**Постановка задачи:**
Выпишите дословно отрывок из текста о ранней прозе Флобера: начните со слов «В сборник избранной» и остановитесь после слов «исследователя творчества Флобера.».

**Текст для чтения:**
***
Мемуары безумца

В сборник избранной ранней прозы классика французской литературы Флобера включены тексты 1835–1842 годов, от одного из первых - "Путешествие в ад" (новелла была написана Флобером в 13 лет, однако ее неоднократно упоминает в своей книге о Флобере Жан-Поль Сартр) до повести "Ноябрь", которую Флобер назвал "завершением своей юности". Тексты, впервые публикующиеся на русском языке, сопровождаются вступительной статьей и комментариями Г. Модиной, исследователя творчества Флобера.

Содержание:

  • Г. МОДИНА. ЭТЮДЫ К ПОРТРЕТУ ХУДОЖНИКА 1

  • ВЕЧЕРНИЕ ЭТЮДЫ 4

  • АГОНИИ 5

  • МЕМУАРЫ БЕЗУМЦА 7

  • ДНЕВНИК 18

  • НОЯБРЬ 23

  • Примечания 39

Гюстав Флобер
Мемуары безумца

Г. МОДИНА. ЭТЮДЫ К ПОРТРЕТУ ХУДОЖНИКА

Автобиографическая проза Флобера

"Я стал сочинять, едва научившись грамоте", - вспоминал в 1840 году Гюстав Флобер (1821–1880). Действительно, уже в девять лет он преподнес в подарок матери историческую новеллу "Людовик XIII". Страницы были разлинованы карандашом, буквы выведены старательно, с нажимом. На первом листе - посвящение: "Моей маме в день ее именин". И с этого времени юный писатель пробует силы в самых разных литературных формах: "словно какая-то творческая жадность, желающая "вместить все", владела Флобером, заставляя его менять стиль и отдыхать от одного жанра в работе над другим".

Флобер долгое время не желал издавать своих произведений. "А знаешь, неплохая идея - сидит себе этакий молодчик лет до пятидесяти, ничего не публикует, и вдруг, в один прекрасный день, издает полное собрание сочинений", - писал он другу, Максиму Дю Кану, в мае 1846 года. Но "книги имеют свою судьбу". Случилось так, что полного собрания сочинений Флобера пока не существует. Славу ему принес роман "Госпожа Бовари". Он стал абсолютным центром творческой биографии Флобера - первую свою новеллу он написал в 1831 году, за четверть века до публикации "Бовари", и ровно столько же оставалось ему жить и писать в 1856 году, когда вся Франция в первый раз читала историю Эммы. Большинство собраний сочинений Флобера открываются этим романом, и трудно найти книгу о Флобере, автор которой не цитировал бы фразы: "Эмма Бовари - это я!"

Действительно, роман об Эмме Бовари отмечен чертами автобиографизма, однако сам он называл эту книгу беспристрастной картиной нравов, а в письмах часто говорил о стремлении не описывать в ней себя, а изображать всеобщее. А вот среди его ранних произведений есть такие, где все внимание автора обращено к собственному сознанию и душе. "Агонии", "Мемуары безумца", "Дневник 1840–1841 годов" и повесть "Ноябрь" образуют автобиографический цикл, позволяющий судить о "воспитании чувств" писателя.

Правда, уже в 1835 году Флобер делает попытку говорить о себе от первого лица. В этом году в рукописном журнале "Искусство и прогресс. Вечерние этюды" он "публикует" два своих произведения. Журнал издавали ученики Руанского коллежа, а Флобер был его редактором.
***
**Список данных:**
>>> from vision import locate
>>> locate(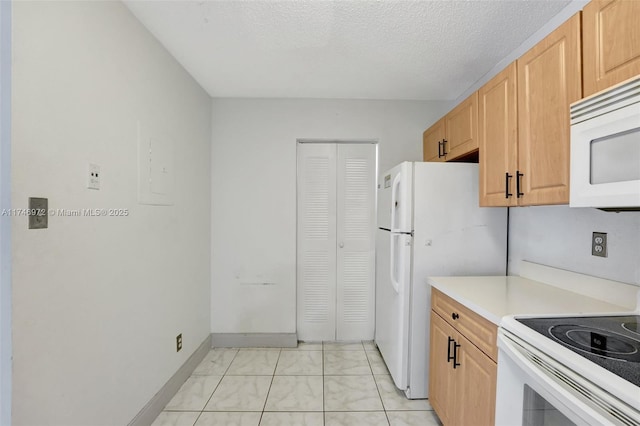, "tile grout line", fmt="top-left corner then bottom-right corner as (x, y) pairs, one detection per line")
(194, 348), (240, 416)
(363, 344), (391, 425)
(258, 348), (282, 426)
(322, 341), (327, 426)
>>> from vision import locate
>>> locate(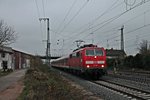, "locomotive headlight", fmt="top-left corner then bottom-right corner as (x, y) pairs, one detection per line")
(86, 65), (90, 68)
(101, 65), (104, 68)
***
**Результат выполнения:**
В сборник избранной ранней прозы классика французской литературы Флобера включены тексты 1835–1842 годов, от одного из первых - "Путешествие в ад" (новелла была написана Флобером в 13 лет, однако ее неоднократно упоминает в своей книге о Флобере Жан-Поль Сартр) до повести "Ноябрь", которую Флобер назвал "завершением своей юности". Тексты, впервые публикующиеся на русском языке, сопровождаются вступительной статьей и комментариями Г. Модиной, исследователя творчества Флобера.